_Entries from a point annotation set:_

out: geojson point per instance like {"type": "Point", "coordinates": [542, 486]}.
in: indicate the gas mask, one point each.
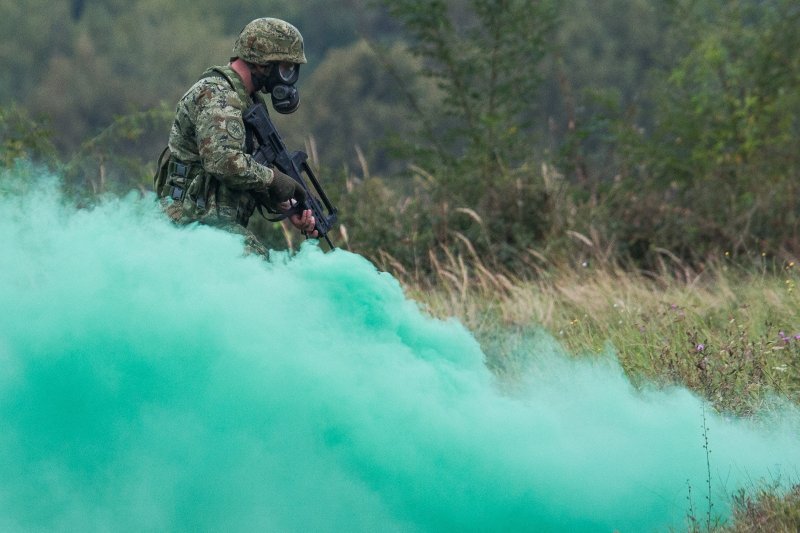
{"type": "Point", "coordinates": [279, 84]}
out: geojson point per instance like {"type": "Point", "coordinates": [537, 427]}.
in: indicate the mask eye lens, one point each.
{"type": "Point", "coordinates": [288, 72]}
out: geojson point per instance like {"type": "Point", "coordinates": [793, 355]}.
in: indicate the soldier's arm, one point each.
{"type": "Point", "coordinates": [221, 142]}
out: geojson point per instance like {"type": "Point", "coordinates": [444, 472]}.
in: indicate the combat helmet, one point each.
{"type": "Point", "coordinates": [268, 39]}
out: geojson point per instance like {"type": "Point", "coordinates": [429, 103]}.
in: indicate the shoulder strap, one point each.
{"type": "Point", "coordinates": [236, 84]}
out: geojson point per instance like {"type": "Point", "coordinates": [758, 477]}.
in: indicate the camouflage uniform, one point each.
{"type": "Point", "coordinates": [210, 176]}
{"type": "Point", "coordinates": [207, 144]}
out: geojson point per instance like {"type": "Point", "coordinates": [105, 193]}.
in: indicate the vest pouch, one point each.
{"type": "Point", "coordinates": [162, 173]}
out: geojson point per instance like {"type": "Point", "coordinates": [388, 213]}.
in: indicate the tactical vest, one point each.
{"type": "Point", "coordinates": [174, 177]}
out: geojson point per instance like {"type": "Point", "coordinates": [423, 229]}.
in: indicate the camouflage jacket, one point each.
{"type": "Point", "coordinates": [209, 134]}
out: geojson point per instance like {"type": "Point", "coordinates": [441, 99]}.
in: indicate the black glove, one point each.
{"type": "Point", "coordinates": [285, 188]}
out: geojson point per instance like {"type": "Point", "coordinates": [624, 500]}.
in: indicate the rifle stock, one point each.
{"type": "Point", "coordinates": [271, 151]}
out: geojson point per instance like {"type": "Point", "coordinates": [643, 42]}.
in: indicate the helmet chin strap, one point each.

_Task goal:_ Pictures in the records should not appear in your copy, but everything else must be transcribed exactly.

_Right answer:_
out: geojson point per instance like {"type": "Point", "coordinates": [542, 486]}.
in: indicate the gas mask, one point each.
{"type": "Point", "coordinates": [279, 84]}
out: geojson point per instance like {"type": "Point", "coordinates": [537, 427]}.
in: indicate the mask eye lens, one point each.
{"type": "Point", "coordinates": [288, 72]}
out: geojson point per instance like {"type": "Point", "coordinates": [793, 355]}.
in: indicate the soldier's arm, one point each.
{"type": "Point", "coordinates": [221, 142]}
out: geojson point per instance like {"type": "Point", "coordinates": [444, 472]}.
in: indicate the combat helmet, one point each.
{"type": "Point", "coordinates": [268, 39]}
out: geojson point per instance like {"type": "Point", "coordinates": [429, 103]}.
in: indicate the shoulder strap, one point each.
{"type": "Point", "coordinates": [236, 84]}
out: geojson point per instance like {"type": "Point", "coordinates": [758, 477]}.
in: indicate the camouflage uniform, one point each.
{"type": "Point", "coordinates": [210, 176]}
{"type": "Point", "coordinates": [207, 144]}
out: geojson point per instance like {"type": "Point", "coordinates": [105, 193]}.
in: indicate the vest pouch, one point each.
{"type": "Point", "coordinates": [162, 173]}
out: geojson point per instance like {"type": "Point", "coordinates": [388, 213]}.
in: indicate the tactical vest, one point each.
{"type": "Point", "coordinates": [174, 177]}
out: geojson point per instance like {"type": "Point", "coordinates": [423, 229]}.
in: indicate the camouflage jacket, one point each.
{"type": "Point", "coordinates": [209, 134]}
out: geojson point per instance like {"type": "Point", "coordinates": [441, 99]}.
in: indicate the black glove, one point each.
{"type": "Point", "coordinates": [285, 188]}
out: geojson point per instance like {"type": "Point", "coordinates": [624, 500]}.
in: indicate the rifle stock, one point each.
{"type": "Point", "coordinates": [271, 151]}
out: geojson point per instance like {"type": "Point", "coordinates": [643, 42]}.
in: indicate the helmet chin strap, one point each.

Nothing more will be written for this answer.